Stored data:
[start]

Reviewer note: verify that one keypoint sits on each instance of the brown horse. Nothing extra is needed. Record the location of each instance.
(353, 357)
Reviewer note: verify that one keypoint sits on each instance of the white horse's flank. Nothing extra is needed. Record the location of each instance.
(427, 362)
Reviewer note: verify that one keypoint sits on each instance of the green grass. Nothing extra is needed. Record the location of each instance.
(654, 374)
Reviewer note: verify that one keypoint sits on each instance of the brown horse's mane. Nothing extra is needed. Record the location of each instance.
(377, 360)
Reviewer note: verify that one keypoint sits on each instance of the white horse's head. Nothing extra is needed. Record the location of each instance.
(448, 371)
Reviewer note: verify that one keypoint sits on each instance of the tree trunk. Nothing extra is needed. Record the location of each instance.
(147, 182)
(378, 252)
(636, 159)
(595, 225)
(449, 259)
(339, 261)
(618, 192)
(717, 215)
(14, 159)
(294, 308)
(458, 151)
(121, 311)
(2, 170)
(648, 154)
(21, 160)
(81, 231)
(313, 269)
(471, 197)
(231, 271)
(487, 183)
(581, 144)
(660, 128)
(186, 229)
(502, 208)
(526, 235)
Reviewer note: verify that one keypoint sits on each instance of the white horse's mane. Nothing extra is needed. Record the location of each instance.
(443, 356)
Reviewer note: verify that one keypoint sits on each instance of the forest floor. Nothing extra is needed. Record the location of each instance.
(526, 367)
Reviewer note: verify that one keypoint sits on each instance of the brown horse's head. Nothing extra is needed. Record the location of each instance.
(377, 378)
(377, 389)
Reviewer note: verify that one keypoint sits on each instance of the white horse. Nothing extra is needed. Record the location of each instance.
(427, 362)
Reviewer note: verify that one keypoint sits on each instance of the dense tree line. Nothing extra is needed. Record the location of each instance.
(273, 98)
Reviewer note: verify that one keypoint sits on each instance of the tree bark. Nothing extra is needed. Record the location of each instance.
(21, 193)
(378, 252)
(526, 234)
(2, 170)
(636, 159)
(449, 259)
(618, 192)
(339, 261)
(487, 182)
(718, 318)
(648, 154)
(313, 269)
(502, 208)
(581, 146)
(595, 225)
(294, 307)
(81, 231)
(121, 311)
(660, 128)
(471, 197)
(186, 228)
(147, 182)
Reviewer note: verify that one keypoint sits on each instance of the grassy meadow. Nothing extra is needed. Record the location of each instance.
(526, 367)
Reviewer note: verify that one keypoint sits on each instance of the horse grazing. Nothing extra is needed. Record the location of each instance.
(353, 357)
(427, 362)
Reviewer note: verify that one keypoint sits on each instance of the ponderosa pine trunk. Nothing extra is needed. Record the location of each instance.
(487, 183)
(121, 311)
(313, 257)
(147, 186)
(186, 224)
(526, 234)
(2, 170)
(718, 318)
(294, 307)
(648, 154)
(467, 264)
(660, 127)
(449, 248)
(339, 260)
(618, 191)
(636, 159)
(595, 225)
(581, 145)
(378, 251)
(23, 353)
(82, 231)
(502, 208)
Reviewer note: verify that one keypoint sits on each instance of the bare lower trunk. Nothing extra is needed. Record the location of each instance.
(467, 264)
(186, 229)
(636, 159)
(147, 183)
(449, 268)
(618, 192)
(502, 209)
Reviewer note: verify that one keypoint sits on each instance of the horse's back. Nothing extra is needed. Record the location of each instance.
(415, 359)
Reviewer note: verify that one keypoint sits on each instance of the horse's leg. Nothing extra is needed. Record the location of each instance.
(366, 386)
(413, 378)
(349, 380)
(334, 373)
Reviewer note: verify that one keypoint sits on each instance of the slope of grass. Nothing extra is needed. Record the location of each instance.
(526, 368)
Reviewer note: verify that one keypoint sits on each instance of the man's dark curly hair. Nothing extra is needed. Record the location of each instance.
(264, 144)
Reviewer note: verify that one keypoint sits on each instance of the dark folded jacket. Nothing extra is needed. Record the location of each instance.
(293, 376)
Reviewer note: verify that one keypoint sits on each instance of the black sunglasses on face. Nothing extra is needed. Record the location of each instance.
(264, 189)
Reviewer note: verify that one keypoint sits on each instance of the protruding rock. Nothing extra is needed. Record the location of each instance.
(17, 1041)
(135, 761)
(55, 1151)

[end]

> _GOAL_: Repeat every row above verbatim, with no changes.

> _TASK ANSWER_:
Reviewer note: verify that one keypoint sits on each instance of the brown horse. Nothing extra is needed. Record the location of each instance.
(353, 357)
Reviewer note: verify that one keypoint sits on each instance of the white horse's flank. Nothing extra is needed. Record the location of each instance.
(427, 362)
Reviewer note: verify that one keypoint sits on each instance of the green grass. Nothing extra is needed. Record the location of each instance.
(654, 374)
Reviewer note: verify that one keypoint sits on each instance of the brown horse's mane. Nothing extra is needed. Record the location of each instance.
(377, 360)
Reviewer note: verify that one keypoint sits on each instance of the white horse's head. Nothing extra is needed. Record the location of each instance.
(448, 371)
Reviewer note: verify that one keypoint sits on each instance of the tree trunk. Nothing extra is needed. Record the location of each instance.
(147, 182)
(378, 252)
(636, 159)
(595, 225)
(449, 259)
(339, 261)
(618, 192)
(717, 215)
(14, 159)
(294, 308)
(458, 151)
(121, 311)
(2, 170)
(648, 154)
(21, 160)
(81, 231)
(313, 269)
(471, 197)
(231, 271)
(487, 183)
(581, 144)
(660, 128)
(186, 229)
(502, 208)
(526, 235)
Reviewer note: verify that one keypoint sits on each instance of the white horse's mane. Nothing extra is needed. Record the location of each instance.
(443, 356)
Reviewer note: verify that one keypoint sits on each instance of the forest floor. Nothing extra is needed. Record the location of each instance.
(526, 367)
Reviewer note: verify that one keypoint sits on each instance of the brown horse's head. Nothing extra is needed. Record the location of each instance.
(377, 378)
(377, 389)
Reviewer note: verify that one keypoint sits on each instance of the white horse. Nothing extra is needed. Record the location of each instance.
(427, 362)
Reviewer note: verify that one keypoint sits on each instance of the dense tree line. Nothing extra is needed. Record the location of each instance.
(273, 98)
Reviewer note: verify that one keypoint sits on each instance of the tree bark. Nothing extra is needed. Record the location of each instance.
(21, 193)
(378, 252)
(526, 234)
(2, 170)
(636, 159)
(449, 259)
(618, 192)
(339, 261)
(487, 182)
(718, 318)
(648, 154)
(313, 269)
(502, 208)
(581, 146)
(595, 225)
(294, 307)
(81, 231)
(121, 311)
(660, 128)
(471, 197)
(186, 228)
(147, 182)
Reviewer note: verify that one keypoint sits on each instance of the grassy meadow. Nothing extra is needed. Record the location of each instance.
(526, 367)
Reviewer note: verify that one keypoint sits on each instance of the horse grazing. Nothing extra is needed. Record the location of each instance.
(353, 357)
(427, 362)
Reviewer note: verify that one keypoint sits on each instance of the ponderosa pine trunk. Nothing extra is needed. Record the location of each instance.
(487, 183)
(121, 311)
(313, 257)
(147, 186)
(186, 224)
(526, 234)
(2, 170)
(718, 318)
(294, 307)
(648, 154)
(467, 264)
(660, 127)
(449, 248)
(339, 260)
(618, 191)
(636, 159)
(595, 225)
(581, 145)
(378, 251)
(23, 353)
(82, 231)
(502, 208)
Reviewer note: verify that one keypoint sits on each instance of the bare lower trunk. Nothing extra is needed. Record the location of each instance.
(467, 264)
(186, 229)
(636, 159)
(147, 183)
(449, 268)
(618, 192)
(502, 209)
Reviewer note: verify that one keypoint sits on each instance of the horse's back. Nothing extra is needed. Record the location of each instance.
(415, 359)
Reviewer note: verify that one keypoint sits on each instance of the horse's leg. Nothing extra is needed. Record the location of each instance.
(366, 386)
(413, 378)
(349, 380)
(334, 373)
Reviewer note: verify that one keypoint sits on each instance of the slope of grass. Nothing extra is needed. Record the location of each instance.
(526, 368)
Reviewer note: verify that one keypoint sits on each instance of the man's dark curly hair. Nothing extra is needed. Record the location of each instance.
(264, 144)
Reviewer note: verify that one keypoint sits on each instance of the dark folded jacket. Nothing extra is needed. Record the location of each instance.
(293, 376)
Reviewer note: verify that one keypoint sits on each instance of the black sunglasses on face. Nothing extra is needed. Record the location of each instance.
(264, 189)
Reviewer note: verify that one keypoint sits on each instance of the protruding rock. Nothing extra is needed. Record the location of each instance.
(17, 1041)
(135, 761)
(55, 1151)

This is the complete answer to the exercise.